▶ **Extrait présenté**
= = = =

Je salue l'action des Institutions, des enseignants qui, aujourd'hui, consacrent leur temps, leur énergie à mettre en oeuvre un travail rigoureux de Mémoire et d'Histoire - jouant, pour le Cercil, en particulier, le rôle d'une "sentinelle", éclairant notre passé et décryptant notre présent pour engager l'avenir.
L'Association Yad Layeled France a créé de nombreux outils pédagogiques alliant l'enseignement de l'Histoire de la Shoah dès le CM2 et l'éducation à la citoyenneté.
Certains, en France, se plaignent d'un "trop-plein" de commémorations, suscitant l'envie ou le rejet, en y voyant une marque de complaisance, un geste sans signification, ou même, d'un signe d'ethnocentrisme des Juifs de France.
Face à ces critiques, j'affirme la nécessité de ces moments de remémoration collective qui s'inscrivent dans la tradition juive nous enjoignant de nous souvenir et de transmettre, et dans la tradition républicaine de la France, empreinte du souci de justice, de vérité et de respect de la personne humaine.

= = = =

Entrées tirées d'une collection
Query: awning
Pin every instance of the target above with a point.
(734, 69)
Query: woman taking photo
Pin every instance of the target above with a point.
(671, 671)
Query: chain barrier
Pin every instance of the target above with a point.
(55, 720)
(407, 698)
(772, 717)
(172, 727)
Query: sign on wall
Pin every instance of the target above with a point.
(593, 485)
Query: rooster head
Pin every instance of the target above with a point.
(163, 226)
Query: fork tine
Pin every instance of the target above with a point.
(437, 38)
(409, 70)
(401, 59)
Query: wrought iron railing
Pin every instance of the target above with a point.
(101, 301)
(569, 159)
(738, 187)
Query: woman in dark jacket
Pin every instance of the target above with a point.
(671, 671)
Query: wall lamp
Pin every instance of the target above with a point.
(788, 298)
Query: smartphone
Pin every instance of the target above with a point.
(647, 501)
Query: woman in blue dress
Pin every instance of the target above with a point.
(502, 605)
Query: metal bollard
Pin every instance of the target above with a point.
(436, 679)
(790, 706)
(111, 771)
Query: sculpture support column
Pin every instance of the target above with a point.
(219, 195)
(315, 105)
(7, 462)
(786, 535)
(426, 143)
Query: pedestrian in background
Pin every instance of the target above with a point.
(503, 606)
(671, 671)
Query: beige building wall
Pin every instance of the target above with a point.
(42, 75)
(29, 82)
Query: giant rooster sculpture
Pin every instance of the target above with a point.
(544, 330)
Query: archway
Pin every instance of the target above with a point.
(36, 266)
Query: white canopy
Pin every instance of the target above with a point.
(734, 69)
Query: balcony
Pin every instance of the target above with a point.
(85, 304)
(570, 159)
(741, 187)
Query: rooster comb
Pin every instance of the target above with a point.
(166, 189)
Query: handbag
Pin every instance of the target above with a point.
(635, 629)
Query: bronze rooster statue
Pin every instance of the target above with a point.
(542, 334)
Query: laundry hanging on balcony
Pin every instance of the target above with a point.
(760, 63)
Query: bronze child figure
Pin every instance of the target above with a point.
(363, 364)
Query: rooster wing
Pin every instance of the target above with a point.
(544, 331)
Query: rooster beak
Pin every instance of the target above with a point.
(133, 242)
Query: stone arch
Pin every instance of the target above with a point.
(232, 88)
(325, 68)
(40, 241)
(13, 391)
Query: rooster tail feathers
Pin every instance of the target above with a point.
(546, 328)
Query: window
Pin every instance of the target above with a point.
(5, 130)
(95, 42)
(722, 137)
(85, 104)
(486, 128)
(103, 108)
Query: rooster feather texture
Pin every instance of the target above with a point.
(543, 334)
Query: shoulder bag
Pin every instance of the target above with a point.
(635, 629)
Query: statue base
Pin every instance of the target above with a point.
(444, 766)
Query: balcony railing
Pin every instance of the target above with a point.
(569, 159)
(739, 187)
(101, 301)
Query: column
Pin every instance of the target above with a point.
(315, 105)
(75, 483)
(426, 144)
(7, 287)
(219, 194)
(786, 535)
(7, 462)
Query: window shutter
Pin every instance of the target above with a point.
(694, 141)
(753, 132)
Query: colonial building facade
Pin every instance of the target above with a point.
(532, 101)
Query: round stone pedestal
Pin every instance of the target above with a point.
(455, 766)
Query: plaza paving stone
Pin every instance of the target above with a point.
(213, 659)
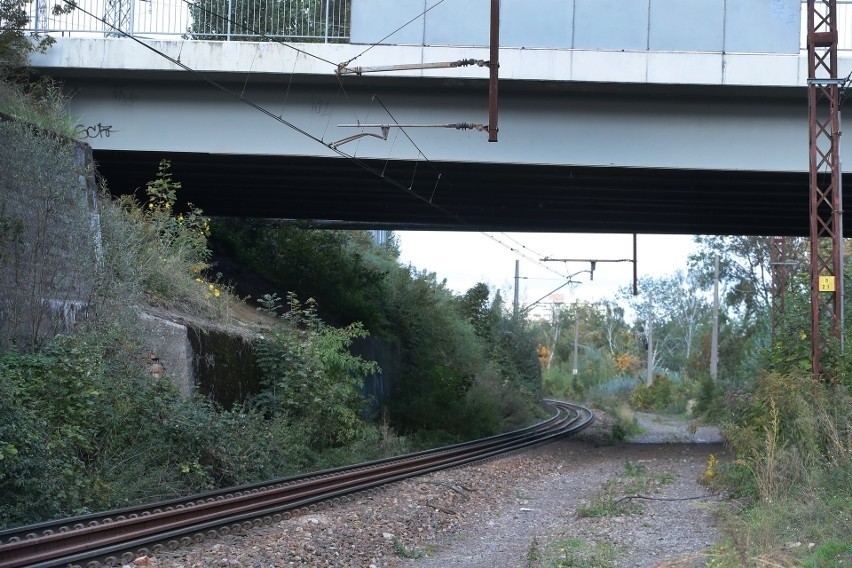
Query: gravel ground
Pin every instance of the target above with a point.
(520, 510)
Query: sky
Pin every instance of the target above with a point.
(464, 259)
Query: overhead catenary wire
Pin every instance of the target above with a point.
(439, 177)
(400, 28)
(203, 76)
(279, 118)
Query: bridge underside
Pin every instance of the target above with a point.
(475, 196)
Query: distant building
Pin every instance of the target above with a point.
(380, 237)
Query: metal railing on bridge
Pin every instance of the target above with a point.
(245, 20)
(228, 20)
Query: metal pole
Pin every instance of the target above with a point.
(635, 269)
(650, 378)
(230, 17)
(714, 338)
(576, 370)
(517, 286)
(327, 2)
(494, 66)
(826, 222)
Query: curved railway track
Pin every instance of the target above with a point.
(117, 537)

= = = =

▶ **Consignes**
(1) Pour chacune des affirmations suivantes, dites si elle concorde avec l'extrait présenté en répondant par oui ou non, puis citez les mots de l'extrait qui permettent de trancher. (a) Certaines personnes en France trouvent qu'il y a trop de commémorations. (b) L'extrait donne raison aux critiques des commémorations. (c) Les moments de remémoration collective relèvent uniquement de la tradition juive.
(2) D'après l'extrait présenté, à partir de quelle classe les outils pédagogiques de l'Association Yad Layeled France abordent-ils l'histoire de la Shoah ?
Ces entrées n'ont aucun lien avec l'extrait présenté.

▶ **Corrigé**
(1)
(a) Oui : « Certains, en France, se plaignent d'un "trop-plein" de commémorations ».
(b) Non : « Face à ces critiques, j'affirme la nécessité de ces moments de remémoration collective ».
(c) Non : « et dans la tradition républicaine de la France ».

(2) Dès le CM2.